_DATASET EXTRACT_.
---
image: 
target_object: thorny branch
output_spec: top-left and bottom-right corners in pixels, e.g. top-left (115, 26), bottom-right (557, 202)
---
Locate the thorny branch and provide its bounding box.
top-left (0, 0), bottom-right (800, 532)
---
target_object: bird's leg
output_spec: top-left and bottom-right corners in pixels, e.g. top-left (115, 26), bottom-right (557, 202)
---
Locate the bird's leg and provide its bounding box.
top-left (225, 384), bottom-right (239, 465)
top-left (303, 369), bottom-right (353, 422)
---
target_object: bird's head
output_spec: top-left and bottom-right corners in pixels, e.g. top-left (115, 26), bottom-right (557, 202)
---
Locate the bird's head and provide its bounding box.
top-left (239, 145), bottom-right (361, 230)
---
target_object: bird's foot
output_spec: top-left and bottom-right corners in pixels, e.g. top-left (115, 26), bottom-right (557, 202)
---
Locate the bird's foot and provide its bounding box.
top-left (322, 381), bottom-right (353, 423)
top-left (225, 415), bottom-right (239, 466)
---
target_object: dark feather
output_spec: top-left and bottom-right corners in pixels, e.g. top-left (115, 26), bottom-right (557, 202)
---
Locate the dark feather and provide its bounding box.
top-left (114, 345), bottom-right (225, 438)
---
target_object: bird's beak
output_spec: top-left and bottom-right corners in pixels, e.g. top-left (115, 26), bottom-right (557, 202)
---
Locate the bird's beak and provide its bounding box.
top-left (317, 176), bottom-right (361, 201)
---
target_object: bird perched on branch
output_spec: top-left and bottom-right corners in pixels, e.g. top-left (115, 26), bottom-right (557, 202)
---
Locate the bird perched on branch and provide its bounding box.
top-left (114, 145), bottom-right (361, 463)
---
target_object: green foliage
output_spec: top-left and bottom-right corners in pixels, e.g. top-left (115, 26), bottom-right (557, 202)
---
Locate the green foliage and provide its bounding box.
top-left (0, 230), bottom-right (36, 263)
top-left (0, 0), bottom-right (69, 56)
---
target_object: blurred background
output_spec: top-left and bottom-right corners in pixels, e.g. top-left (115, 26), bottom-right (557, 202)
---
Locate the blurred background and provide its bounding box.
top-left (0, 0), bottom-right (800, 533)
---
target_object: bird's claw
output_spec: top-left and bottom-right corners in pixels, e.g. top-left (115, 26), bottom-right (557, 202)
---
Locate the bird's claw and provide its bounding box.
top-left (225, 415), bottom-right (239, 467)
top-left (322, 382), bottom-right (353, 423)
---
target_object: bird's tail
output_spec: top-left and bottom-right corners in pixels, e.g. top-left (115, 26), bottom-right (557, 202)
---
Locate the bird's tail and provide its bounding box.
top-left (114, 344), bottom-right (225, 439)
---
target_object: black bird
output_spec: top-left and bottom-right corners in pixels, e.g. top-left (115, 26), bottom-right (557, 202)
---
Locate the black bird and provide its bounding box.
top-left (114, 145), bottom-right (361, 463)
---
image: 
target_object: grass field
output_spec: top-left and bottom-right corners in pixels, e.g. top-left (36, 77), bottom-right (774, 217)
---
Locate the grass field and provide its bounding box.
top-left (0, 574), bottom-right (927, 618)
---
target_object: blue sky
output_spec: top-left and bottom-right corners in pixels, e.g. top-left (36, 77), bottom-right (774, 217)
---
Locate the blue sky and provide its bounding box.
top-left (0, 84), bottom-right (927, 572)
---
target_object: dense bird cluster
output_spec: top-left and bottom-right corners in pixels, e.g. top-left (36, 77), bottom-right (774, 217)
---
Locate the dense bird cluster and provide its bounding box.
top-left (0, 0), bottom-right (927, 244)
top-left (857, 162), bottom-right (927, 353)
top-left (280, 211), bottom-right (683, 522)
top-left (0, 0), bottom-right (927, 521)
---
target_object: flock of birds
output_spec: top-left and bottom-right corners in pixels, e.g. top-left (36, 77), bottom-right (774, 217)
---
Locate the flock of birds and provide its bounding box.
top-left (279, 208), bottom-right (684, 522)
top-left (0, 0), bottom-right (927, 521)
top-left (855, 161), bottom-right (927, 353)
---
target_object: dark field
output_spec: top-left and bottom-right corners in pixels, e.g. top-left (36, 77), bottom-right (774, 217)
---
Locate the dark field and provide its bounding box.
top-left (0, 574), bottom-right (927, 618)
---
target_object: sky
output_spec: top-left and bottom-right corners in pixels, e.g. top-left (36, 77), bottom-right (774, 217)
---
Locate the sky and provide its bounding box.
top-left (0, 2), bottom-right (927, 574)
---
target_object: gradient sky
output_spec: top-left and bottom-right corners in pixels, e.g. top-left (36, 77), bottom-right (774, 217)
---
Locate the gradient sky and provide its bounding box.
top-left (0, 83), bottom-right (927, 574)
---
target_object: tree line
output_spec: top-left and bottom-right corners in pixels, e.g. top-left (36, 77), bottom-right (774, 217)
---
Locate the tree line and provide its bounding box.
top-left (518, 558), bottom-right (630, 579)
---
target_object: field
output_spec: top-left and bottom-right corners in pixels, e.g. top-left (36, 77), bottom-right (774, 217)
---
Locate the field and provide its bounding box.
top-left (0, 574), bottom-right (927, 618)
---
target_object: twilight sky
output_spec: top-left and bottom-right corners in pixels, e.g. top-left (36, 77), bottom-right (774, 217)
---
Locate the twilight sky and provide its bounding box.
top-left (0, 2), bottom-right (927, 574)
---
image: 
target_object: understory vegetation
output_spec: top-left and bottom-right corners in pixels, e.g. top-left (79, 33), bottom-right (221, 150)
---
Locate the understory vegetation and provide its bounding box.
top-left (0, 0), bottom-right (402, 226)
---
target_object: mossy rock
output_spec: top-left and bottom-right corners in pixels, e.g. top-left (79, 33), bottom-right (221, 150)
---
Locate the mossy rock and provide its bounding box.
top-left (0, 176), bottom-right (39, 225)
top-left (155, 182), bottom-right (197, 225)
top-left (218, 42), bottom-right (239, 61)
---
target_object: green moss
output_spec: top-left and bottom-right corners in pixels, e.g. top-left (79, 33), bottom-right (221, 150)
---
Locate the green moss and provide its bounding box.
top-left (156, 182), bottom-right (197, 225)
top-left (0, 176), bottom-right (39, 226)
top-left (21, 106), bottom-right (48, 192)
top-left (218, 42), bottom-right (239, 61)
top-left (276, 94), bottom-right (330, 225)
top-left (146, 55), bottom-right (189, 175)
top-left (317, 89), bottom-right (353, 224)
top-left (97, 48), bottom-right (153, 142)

_AIM OF THE EXERCISE_.
List each line of the entries above that contains the string "foot".

_SOLUTION FOR THIS TASK_.
target_object: bird's foot
Locate the bird's foot and provide its bounding box.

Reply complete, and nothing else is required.